■ **Yapılacak görevler**:
A – Metin bölümünde “Açıklamaya; CHP milletvekilleri” diye başlayan paragrafı, ana bilgilerini koruyarak daha kısa biçimde yeniden yazar mısın?
B – Veri kümesi satırlarının başından "column 397, row 104" ifadesini içeren satıra kadar uzanan kısmı, iki uç da dahil, iki sütunlu bir CSV olarak düzenler misin? Yalnızca bu kısmı ele al. Sütun adları istek ve cevap olsun. Her satırın metni ve cevabı, satır sonları boşluğa çevrilmiş olarak, tırnak içinde tek bir alanda yer alsın.
-------- Metin bölümü
“Sen çıkmadın çıkardılar karşıma seni
Sen bu kavgada bir nokta bile değil
Bir küçük eğri bir virgül,
Bir zavallı vesilesin
Ben kızabilir miyim sana?
Sen de bilirsin ki benim adetim değildir
Bir posta tatarına
Bir emir kuluna sövmek
Efendisine kızıp, uşağını dövmek.”

Cumhuriyet Halk Partisi (CHP) İstanbul İl Başkanı Canan Kaftancıoğlu, yaptığı sosyal medya paylaşımları gerekçesiyle hakkında açılan davanın duruşmasının ardından Çağlayan’da bulunan İstanbul Adliyesi önünde basın açıklaması yaptı.

HUKUKSUZ SÜREÇLE KARŞI KARŞIYAYIZ
Açıklamaya; CHP milletvekilleri, partinin İstanbul il yöneticileri ile çok sayıda yurttaş katıldı. Kendisini adliye önünde bekleyen yurttaşları selamlayarak konuşmasına başlayan Kaftancıoğlu, hakkında açılan soruşturmanın hazırlanış aşamasını eleştirdi. Kaftancıoğlu, “Her birinizin çok değerli olduğunu düşündüğüm zamanını böylesi bir davayla meşgul ediyor olmak, içeride de söylediğim gibi hakikaten üzüntü verici. Soruşturma aşamasından, iddianamenin oluşturulmasına kadar baştan sona hukuksuz bir süreçle karşı karşıyayız. Bakın ne ilginçtir sizler de biliyorsunuz, 13 Ocak’ta İl Başkanı seçiliyorum. 15 Ocak’ta jet hızıyla soruşturma başlatılıyor, aynı gün ne tesadüf ki Cumhurbaşkanı şikayetçi oluyor ve nasıl hızsa hemen soruşturma dosyasına dahil ediliyor” dedi.

BU DAVA YARGI MÜHENDİSLİĞİDİR
AKP iktidarının yargı yoluyla siyaseti dizayn ettiğini belirten Kaftancıoğlu, “24 Haziran 2018 Cumhurbaşkanlığı seçimleri öncesi ne hikmetse, bu davalar akıllarına geliyor. 22 Mayıs 2018’de soruşturma izni veriliyor. 23 Haziran seçimlerine giderken iddianame oluşturuluyor ve 5 gün içerisinde kabul ediliyor. Hepiniz hatırlayacaksınız mazbatadan bir gün önce duruşmamız vardı ve bugün 18 Temmuz yine bir aradayız. Yargı ne hikmetse, seçim dönemlerinde beni hatırlıyor. Demek ki seçimlerde yargıyı çok üzmüşüz. Bunlar bir tesadüf değil, yargı mühendisliğidir” diye konuştu.
----------------
-------- Veri kümesi satırları
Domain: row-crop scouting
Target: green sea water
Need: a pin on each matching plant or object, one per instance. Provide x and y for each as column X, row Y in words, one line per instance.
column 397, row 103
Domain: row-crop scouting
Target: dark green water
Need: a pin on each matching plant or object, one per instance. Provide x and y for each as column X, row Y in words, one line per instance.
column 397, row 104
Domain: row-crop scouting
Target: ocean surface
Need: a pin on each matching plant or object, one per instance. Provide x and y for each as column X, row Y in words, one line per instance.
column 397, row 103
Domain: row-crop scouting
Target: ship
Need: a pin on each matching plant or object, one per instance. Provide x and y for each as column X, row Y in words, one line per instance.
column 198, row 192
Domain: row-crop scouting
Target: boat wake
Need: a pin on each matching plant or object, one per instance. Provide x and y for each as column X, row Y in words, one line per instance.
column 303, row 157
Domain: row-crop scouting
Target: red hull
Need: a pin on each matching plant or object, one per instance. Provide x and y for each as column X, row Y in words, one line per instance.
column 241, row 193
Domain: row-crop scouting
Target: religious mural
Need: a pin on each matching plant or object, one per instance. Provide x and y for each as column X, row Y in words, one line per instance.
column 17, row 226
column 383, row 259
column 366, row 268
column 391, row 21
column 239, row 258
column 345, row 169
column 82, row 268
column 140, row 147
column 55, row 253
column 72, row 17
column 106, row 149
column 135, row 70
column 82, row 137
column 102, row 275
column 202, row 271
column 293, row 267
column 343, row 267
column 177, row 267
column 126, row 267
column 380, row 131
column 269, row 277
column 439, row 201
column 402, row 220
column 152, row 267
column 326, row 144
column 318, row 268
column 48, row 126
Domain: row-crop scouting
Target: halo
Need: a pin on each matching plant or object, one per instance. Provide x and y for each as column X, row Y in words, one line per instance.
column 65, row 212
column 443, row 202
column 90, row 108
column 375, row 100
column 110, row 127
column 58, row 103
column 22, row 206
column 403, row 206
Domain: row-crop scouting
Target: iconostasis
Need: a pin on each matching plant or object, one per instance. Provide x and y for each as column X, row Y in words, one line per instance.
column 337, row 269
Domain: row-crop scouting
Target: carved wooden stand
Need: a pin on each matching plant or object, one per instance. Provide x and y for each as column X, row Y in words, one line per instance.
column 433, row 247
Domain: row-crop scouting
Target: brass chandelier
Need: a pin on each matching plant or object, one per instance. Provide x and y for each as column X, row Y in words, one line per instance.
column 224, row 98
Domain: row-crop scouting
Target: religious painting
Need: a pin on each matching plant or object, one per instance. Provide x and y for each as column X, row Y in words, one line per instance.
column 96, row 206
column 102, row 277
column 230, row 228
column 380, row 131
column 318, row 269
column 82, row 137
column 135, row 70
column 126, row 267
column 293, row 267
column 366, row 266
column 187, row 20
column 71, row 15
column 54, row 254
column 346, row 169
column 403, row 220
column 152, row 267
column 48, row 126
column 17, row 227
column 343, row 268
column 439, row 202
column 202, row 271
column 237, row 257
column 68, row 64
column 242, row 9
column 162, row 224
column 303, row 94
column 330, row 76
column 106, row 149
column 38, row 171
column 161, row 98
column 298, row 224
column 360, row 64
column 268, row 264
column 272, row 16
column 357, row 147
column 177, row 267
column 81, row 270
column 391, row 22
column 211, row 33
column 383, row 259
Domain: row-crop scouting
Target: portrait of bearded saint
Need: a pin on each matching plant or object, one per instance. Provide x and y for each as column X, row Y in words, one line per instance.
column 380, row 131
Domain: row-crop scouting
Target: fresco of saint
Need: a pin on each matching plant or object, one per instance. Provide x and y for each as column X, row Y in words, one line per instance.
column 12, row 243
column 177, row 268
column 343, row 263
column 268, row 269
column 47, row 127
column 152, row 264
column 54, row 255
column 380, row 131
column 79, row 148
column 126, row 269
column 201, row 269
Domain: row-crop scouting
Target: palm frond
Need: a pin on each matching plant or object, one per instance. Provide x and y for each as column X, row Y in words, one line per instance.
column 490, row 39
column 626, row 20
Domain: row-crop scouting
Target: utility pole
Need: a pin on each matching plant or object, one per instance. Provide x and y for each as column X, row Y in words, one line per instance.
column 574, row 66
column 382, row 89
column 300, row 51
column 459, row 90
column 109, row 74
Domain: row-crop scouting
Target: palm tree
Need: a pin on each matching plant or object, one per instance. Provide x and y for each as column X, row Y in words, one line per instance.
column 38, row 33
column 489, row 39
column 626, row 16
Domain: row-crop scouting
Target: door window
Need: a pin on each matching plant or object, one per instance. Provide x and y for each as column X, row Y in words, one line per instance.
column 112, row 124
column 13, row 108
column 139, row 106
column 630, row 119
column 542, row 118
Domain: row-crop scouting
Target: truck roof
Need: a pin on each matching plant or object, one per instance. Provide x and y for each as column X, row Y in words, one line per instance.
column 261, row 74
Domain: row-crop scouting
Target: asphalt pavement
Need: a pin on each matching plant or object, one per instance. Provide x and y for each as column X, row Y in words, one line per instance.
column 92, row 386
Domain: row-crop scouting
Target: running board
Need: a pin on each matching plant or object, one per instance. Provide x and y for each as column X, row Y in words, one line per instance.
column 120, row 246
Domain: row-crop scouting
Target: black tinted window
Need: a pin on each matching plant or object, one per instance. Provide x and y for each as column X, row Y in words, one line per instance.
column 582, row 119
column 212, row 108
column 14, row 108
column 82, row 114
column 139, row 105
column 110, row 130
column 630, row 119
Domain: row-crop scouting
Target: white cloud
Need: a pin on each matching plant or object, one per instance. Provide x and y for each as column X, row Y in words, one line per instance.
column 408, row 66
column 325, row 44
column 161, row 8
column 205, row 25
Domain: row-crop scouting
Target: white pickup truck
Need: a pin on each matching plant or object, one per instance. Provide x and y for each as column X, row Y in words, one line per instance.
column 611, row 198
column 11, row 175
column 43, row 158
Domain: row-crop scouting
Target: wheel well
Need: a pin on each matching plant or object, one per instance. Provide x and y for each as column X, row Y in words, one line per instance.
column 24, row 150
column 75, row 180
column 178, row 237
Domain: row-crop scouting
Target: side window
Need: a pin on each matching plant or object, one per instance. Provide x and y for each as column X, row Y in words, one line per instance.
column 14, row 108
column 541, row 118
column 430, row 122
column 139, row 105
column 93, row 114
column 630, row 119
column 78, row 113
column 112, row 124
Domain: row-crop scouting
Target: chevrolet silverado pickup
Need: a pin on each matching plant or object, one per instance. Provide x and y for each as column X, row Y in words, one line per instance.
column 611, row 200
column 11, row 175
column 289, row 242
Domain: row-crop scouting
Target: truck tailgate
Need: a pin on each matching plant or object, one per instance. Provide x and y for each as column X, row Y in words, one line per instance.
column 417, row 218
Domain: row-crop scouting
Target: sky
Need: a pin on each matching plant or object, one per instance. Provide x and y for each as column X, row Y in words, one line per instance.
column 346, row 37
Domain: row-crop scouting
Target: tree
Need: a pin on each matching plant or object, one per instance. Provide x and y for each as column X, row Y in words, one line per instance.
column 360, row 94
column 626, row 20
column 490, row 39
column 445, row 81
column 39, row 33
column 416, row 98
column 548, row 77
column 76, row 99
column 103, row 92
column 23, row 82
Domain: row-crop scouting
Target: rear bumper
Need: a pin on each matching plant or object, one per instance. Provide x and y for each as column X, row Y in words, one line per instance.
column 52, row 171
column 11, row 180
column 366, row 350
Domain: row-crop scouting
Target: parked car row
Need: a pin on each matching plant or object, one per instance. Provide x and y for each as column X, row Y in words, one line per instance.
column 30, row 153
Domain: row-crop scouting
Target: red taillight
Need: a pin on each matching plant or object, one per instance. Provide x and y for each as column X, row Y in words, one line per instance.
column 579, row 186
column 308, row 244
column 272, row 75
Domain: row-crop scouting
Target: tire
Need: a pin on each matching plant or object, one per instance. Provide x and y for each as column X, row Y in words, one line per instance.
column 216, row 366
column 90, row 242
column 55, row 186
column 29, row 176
----------------
■ **Tam cevaplar**:
A – Açıklamaya CHP milletvekilleri, partinin İstanbul il yöneticileri ve çok sayıda yurttaş katıldı. Kaftancıoğlu, adliye önünde bekleyen yurttaşları selamladıktan sonra hakkındaki soruşturmanın hazırlanışını eleştirdi. Onların zamanını böyle bir davayla meşgul etmenin üzüntü verici olduğunu söyledi. Soruşturma aşamasından iddianameye kadar baştan sona hukuksuz bir süreç yaşandığını belirtti. 13 Ocak'ta il başkanı seçildiğini, 15 Ocak'ta soruşturmanın hızla başlatıldığını anlattı. Aynı gün Cumhurbaşkanı'nın şikayetçi olduğunu ve bu şikayetin hemen soruşturma dosyasına eklendiğini de vurguladı.

B –
istek,cevap
"Domain: row-crop scouting Target: green sea water Need: a pin on each matching plant or object, one per instance. Provide x and y for each as column X, row Y in words, one line per instance.","column 397, row 103"
"Domain: row-crop scouting Target: dark green water Need: a pin on each matching plant or object, one per instance. Provide x and y for each as column X, row Y in words, one line per instance.","column 397, row 104"